Reproduce every one of the following records line for line, without changing anything.
───── MATERIAL SHOWN ─────
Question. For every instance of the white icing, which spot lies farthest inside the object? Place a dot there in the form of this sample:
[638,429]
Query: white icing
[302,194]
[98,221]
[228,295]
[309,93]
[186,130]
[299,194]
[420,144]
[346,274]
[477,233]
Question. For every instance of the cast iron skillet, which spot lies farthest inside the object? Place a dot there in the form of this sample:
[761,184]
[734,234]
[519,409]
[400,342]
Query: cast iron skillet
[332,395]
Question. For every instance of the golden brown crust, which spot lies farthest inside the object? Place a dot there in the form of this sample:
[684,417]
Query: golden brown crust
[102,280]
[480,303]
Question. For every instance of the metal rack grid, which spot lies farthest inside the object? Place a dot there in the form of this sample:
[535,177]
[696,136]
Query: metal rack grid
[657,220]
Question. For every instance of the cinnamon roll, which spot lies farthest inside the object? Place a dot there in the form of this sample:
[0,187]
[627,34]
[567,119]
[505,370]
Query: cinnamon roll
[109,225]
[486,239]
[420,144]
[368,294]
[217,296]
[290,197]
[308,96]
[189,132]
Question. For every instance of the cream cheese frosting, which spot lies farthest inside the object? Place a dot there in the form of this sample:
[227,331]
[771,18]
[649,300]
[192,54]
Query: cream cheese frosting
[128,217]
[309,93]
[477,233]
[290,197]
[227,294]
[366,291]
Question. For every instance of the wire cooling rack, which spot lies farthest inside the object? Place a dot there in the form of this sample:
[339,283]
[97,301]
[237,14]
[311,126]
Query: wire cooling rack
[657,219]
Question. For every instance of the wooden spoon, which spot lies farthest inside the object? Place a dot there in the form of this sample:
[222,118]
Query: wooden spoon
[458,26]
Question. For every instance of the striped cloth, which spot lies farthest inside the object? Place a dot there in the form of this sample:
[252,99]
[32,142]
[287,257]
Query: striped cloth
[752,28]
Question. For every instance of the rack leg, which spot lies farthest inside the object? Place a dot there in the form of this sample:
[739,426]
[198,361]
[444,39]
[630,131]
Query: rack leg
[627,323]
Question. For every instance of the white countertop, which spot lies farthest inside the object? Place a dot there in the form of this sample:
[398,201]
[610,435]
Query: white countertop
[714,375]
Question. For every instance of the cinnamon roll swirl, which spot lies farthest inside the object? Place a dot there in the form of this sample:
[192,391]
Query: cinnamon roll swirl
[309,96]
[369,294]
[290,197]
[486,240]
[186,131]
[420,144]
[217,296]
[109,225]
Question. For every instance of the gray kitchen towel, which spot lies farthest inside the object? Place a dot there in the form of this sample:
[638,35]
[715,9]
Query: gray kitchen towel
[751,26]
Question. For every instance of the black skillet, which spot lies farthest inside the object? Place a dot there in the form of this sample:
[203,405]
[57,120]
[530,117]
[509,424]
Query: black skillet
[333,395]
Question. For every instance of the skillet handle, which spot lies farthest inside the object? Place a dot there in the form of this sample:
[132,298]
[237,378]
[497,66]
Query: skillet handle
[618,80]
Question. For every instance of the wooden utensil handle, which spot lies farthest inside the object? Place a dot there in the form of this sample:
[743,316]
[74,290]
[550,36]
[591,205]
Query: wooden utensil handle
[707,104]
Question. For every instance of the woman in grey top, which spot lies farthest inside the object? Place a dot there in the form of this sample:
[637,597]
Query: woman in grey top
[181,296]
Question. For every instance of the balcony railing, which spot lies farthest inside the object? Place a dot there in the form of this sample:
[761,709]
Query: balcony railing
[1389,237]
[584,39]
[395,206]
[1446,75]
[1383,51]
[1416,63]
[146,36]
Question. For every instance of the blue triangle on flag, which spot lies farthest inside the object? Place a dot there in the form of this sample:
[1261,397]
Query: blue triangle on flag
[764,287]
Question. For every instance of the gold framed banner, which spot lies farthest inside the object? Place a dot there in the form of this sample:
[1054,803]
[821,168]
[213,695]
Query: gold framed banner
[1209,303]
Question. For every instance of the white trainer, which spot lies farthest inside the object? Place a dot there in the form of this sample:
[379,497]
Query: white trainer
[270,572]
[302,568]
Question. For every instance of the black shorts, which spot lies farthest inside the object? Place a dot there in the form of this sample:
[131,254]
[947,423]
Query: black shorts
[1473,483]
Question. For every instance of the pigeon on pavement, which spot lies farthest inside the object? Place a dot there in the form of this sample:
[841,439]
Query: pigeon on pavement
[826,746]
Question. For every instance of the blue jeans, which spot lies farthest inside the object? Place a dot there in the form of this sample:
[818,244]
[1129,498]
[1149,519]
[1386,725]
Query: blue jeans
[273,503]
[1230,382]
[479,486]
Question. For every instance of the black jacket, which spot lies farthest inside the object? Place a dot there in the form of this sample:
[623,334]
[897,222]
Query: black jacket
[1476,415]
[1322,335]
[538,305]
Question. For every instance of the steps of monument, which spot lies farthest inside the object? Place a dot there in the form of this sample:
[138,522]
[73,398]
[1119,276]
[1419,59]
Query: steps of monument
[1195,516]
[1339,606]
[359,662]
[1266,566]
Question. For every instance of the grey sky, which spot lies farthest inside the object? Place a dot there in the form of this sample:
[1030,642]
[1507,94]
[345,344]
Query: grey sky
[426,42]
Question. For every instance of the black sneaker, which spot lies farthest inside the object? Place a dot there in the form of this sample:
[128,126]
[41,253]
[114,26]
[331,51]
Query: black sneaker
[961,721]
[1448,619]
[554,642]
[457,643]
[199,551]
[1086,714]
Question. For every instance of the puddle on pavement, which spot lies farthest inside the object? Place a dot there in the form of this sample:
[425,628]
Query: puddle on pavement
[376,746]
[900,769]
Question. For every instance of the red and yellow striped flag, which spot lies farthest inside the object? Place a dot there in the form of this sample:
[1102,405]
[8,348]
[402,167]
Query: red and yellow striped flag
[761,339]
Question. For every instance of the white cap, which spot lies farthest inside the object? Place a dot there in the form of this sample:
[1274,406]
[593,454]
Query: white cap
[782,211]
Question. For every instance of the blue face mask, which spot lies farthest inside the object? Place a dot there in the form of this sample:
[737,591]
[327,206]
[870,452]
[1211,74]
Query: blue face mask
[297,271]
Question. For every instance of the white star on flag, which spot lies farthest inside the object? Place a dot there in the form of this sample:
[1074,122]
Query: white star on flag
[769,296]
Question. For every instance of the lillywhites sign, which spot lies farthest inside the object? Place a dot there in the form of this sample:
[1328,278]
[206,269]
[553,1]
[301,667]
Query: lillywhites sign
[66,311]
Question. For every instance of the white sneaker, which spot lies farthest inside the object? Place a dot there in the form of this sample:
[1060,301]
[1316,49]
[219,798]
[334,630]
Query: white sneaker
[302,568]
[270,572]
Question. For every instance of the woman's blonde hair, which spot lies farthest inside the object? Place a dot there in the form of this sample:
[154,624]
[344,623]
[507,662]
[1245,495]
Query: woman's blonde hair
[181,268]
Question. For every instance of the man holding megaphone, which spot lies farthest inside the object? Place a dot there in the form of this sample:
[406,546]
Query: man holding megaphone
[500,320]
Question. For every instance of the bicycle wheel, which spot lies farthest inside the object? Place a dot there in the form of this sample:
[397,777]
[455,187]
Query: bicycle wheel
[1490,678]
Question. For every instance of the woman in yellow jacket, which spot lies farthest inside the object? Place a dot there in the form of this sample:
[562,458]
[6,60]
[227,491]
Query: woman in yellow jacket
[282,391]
─────
WRITTEN RESPONSE –
Question. For every instance of the white icing, which spot lies farthest inside the object? Place a dot there in the form of this sample:
[638,429]
Query: white icing
[302,194]
[98,221]
[228,295]
[309,93]
[186,130]
[299,194]
[420,144]
[346,274]
[477,233]
Question. For every instance of the cast iron skillet, which spot lies farthest inside the object? Place a dot there in the form of this sample:
[761,184]
[734,234]
[519,409]
[400,342]
Query: cast iron skillet
[332,395]
Question. For every instance of the golden brown crust, which spot lies farthest inside the object? Place a dot there in the form of this sample:
[684,417]
Query: golden brown crust
[102,280]
[480,303]
Question. For every instance of the metal rack grid, which spot lies farthest inside the object? Place a dot there in the form of this sample:
[535,177]
[696,136]
Query: metal rack grid
[657,220]
Question. For every instance of the cinnamon roll, which spot lies farthest inside the object? Place a dot there in the form of this sample:
[0,187]
[627,34]
[567,119]
[505,370]
Query: cinnamon roll
[109,225]
[486,239]
[420,144]
[368,294]
[217,296]
[290,197]
[308,96]
[189,132]
Question. For every instance of the cream cheese frosting, which spot lies farthest inside the object? Place a dot there in the form of this sample:
[227,331]
[771,18]
[649,300]
[192,54]
Query: cream cheese frosting
[128,217]
[309,93]
[477,233]
[290,197]
[227,294]
[366,291]
Question. For every instance of the wire cooling rack, which spot lies farthest inside the object? Place a dot there in the form of this sample:
[339,283]
[97,301]
[237,14]
[311,126]
Query: wire cooling rack
[657,219]
Question. For every instance of the wooden spoon, which spot lies farthest inside the object? Place a dot there in the form of this sample:
[222,118]
Query: wooden spoon
[458,26]
Question. For every instance of the striped cloth, which spot lies farthest inside the object? Place a dot there in the form of this sample:
[252,99]
[32,142]
[287,257]
Query: striped cloth
[752,28]
Question. For every instance of the rack leg, which spot lies farthest inside the object? Place a dot there in the form of this sample:
[739,426]
[198,361]
[444,39]
[630,131]
Query: rack leg
[627,323]
Question. For every instance of the white countertop, which spot lies farthest inside the object? Place a dot there in the form of this sample:
[398,201]
[610,435]
Query: white countertop
[714,375]
Question. For every instance of the cinnamon roll swirl, which spot lies farthest inside the object? Place a dot there in the form of this sample:
[192,391]
Query: cinnamon roll swirl
[309,96]
[369,294]
[290,197]
[486,240]
[186,131]
[420,144]
[217,296]
[109,225]
Question. For every instance of the gray kitchen towel, which spot lies farthest inside the object? Place a dot there in the form of this sample:
[638,35]
[715,9]
Query: gray kitchen towel
[751,26]
Question. For every instance of the black skillet, which spot lies farthest inside the object? Place a dot there in the form of this sample:
[203,405]
[57,120]
[530,117]
[509,424]
Query: black skillet
[333,395]
Question. For every instance of the skillet handle, which spot lies farthest inside the object? Place a dot there in the form of this sample:
[132,298]
[237,378]
[497,66]
Query: skillet handle
[618,80]
Question. For every instance of the wooden utensil handle, which spot lies farthest inside the object? Place a dot there in the form of this sample:
[743,316]
[74,290]
[550,36]
[591,205]
Query: wooden utensil handle
[707,104]
Question. For every instance of the woman in grey top, which spot lies farthest inside the object? Place a dot there in the form of this sample:
[637,597]
Query: woman in grey top
[181,296]
Question. For every instance of the balcony railing, which spot lies farthest inside the object? Place a dot there in the form of this sample:
[761,709]
Query: balcony railing
[1389,237]
[584,39]
[395,206]
[1446,75]
[1383,51]
[1416,63]
[146,36]
Question. For every instance of the blue triangle on flag, which spot lies farthest inside the object? Place a dot there in the form of this sample:
[1261,397]
Query: blue triangle on flag
[764,287]
Question. For every instance of the gold framed banner, which spot lies farthest inside the object? Place a dot there in the form of this sample:
[1054,803]
[821,168]
[213,695]
Query: gold framed banner
[1209,303]
Question. For every instance of the white trainer, which spot lies farthest inside the object? Place a dot there in the form of this sample:
[379,497]
Query: white trainer
[270,572]
[302,568]
Question. For every instance of the black shorts, which spot lies farthest inside the object? Place a dot there in the form of this sample:
[131,254]
[947,423]
Query: black shorts
[1473,483]
Question. For every instance of the pigeon on pavement, which spot lies farthest inside the object? Place a dot there in the form of this sample:
[841,439]
Query: pigeon on pavement
[826,746]
Question. For every instance of the blue jeans, which spot lies farthest inside the object? Place a dot there in the form of this sample:
[818,244]
[1129,498]
[1149,519]
[1386,725]
Query: blue jeans
[273,503]
[1230,382]
[479,486]
Question. For every instance of the black jacket, which spot lies farthest inside the object? Place a dot there in the form of this sample:
[623,334]
[897,222]
Query: black jacket
[1476,415]
[1322,335]
[538,305]
Question. For every instance of the steps of monument, which spot lies farthest inside the object? Place a dot there in the form of this sample:
[138,522]
[73,398]
[1119,276]
[1419,59]
Query: steps of monument
[1195,516]
[1339,606]
[359,662]
[1266,566]
Question. For every instance of the grey sky, which spot lies farthest inside the object? Place a dot there in the form of this sample:
[1030,642]
[1507,94]
[345,344]
Query: grey sky
[426,42]
Question. For every instance of the black sneaker, which spot lies farthest inside the object? Place a dot there in the form of this sample:
[128,126]
[41,253]
[114,26]
[331,51]
Query: black sneaker
[961,721]
[1448,619]
[554,642]
[457,643]
[199,551]
[1086,714]
Question. For every instance of the puddle on pavement, which spot lies farthest inside the object? Place a dot there in the form of this sample:
[425,628]
Query: puddle on pavement
[376,746]
[900,769]
Question. For every instance of the red and yellow striped flag, which spot lies farthest inside the object? Place a dot there in the form of this sample:
[1102,405]
[8,348]
[402,167]
Query: red and yellow striped flag
[761,339]
Question. For every instance of the white cap, which spot lies farthest inside the object? Place a dot there in the form of this sample:
[1274,406]
[593,454]
Query: white cap
[782,211]
Question. For every instance of the blue face mask, which spot lies farthest inside the object? Place a dot there in the form of this sample:
[737,591]
[327,206]
[870,452]
[1211,74]
Query: blue face mask
[297,271]
Question. For every instance of the white star on flag, which spot lies farthest inside the object? Place a dot there in the form of this sample:
[1074,122]
Query: white star on flag
[769,296]
Question. For every instance of the lillywhites sign, which spot lies farthest inside the object? Place a dot there in the form of this sample:
[1328,278]
[206,269]
[553,1]
[301,667]
Query: lillywhites sign
[66,311]
Question. For every instance of the white sneaker, which spot lies farthest inside the object? Place a dot there in the form of this sample:
[1060,301]
[1316,49]
[219,798]
[334,630]
Query: white sneaker
[302,568]
[270,572]
Question. For every instance of the woman's blonde hair, which spot lies farthest inside the object? Place a dot there in the form of this sample:
[154,624]
[344,623]
[507,662]
[1245,495]
Query: woman's blonde hair
[181,268]
Question. For every instance of the man holding megaphone, which spot lies farthest inside the object? Place a dot there in the form of this sample:
[406,546]
Query: man holding megaphone
[500,320]
Question. For every instance of the bicycle wheel, which spot lies farthest inside the object? Place a dot there in the form of this sample:
[397,777]
[455,187]
Query: bicycle wheel
[1490,678]
Question. For every instance of the woman in yellow jacket, which spot lies farthest inside the object? Place a dot there in the form of this sample:
[562,458]
[6,60]
[227,491]
Query: woman in yellow jacket
[282,391]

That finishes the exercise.